> Texte fourni
·····
Étude sur la médecine hindoue/Introduction

INTRODUCTION[1]


On a versé bien des flots d’encre, écrit bien des volumes, pour montrer que la plupart des découvertes modernes furent connues dans une antiquité plus ou moins reculée. Sans aller aussi loin, il faut constater que les lumières scientifiques n’ont pas toujours suivi leur marche actuelle, et que si l’Occident tient sans conteste aujourd’hui le flambeau du progrès, il ne fait, après tout, que rendre par rayonnement aux contrées orientales, sous une forme nouvelle, plus parfaite et plus conforme à l’esprit du siècle, ce qu’il a reçu d’elles pendant de longues périodes.
·····
> Données de pointage de régions
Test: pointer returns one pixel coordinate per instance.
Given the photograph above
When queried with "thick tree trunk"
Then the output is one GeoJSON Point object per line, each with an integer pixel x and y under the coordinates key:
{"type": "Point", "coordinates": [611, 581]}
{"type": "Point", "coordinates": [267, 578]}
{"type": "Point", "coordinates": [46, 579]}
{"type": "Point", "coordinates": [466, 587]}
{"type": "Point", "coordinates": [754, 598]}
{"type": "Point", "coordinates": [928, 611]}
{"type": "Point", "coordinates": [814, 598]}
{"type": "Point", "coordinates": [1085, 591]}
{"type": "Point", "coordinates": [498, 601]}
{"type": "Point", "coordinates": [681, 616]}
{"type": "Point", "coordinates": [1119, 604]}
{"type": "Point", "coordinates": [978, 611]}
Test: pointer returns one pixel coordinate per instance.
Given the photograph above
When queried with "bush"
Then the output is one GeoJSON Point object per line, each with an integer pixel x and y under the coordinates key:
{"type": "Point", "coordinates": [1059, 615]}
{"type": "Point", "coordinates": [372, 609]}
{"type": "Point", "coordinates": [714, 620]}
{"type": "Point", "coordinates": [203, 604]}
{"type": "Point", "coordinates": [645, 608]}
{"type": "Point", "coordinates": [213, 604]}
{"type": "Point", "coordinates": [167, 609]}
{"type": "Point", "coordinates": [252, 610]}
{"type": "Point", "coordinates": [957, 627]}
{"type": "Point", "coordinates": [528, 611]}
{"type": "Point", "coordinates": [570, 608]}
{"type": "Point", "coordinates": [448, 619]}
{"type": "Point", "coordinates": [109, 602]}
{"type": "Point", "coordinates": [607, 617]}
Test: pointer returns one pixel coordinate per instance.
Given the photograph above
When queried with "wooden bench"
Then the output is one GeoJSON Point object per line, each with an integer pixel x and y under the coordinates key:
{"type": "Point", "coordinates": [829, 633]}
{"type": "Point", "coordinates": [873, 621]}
·····
> Consigne A
Relevez tous les verbes à l'infinitif qui figurent dans le texte fourni.
> Consigne B
Reproduisez le passage du texte fourni commençant à « Étude sur la » et se terminant à « de longues périodes. ».

> Résultat A
montrer, aller, constater, rendre

> Résultat B
Étude sur la médecine hindoue/Introduction

INTRODUCTION[1]


On a versé bien des flots d’encre, écrit bien des volumes, pour montrer que la plupart des découvertes modernes furent connues dans une antiquité plus ou moins reculée. Sans aller aussi loin, il faut constater que les lumières scientifiques n’ont pas toujours suivi leur marche actuelle, et que si l’Occident tient sans conteste aujourd’hui le flambeau du progrès, il ne fait, après tout, que rendre par rayonnement aux contrées orientales, sous une forme nouvelle, plus parfaite et plus conforme à l’esprit du siècle, ce qu’il a reçu d’elles pendant de longues périodes.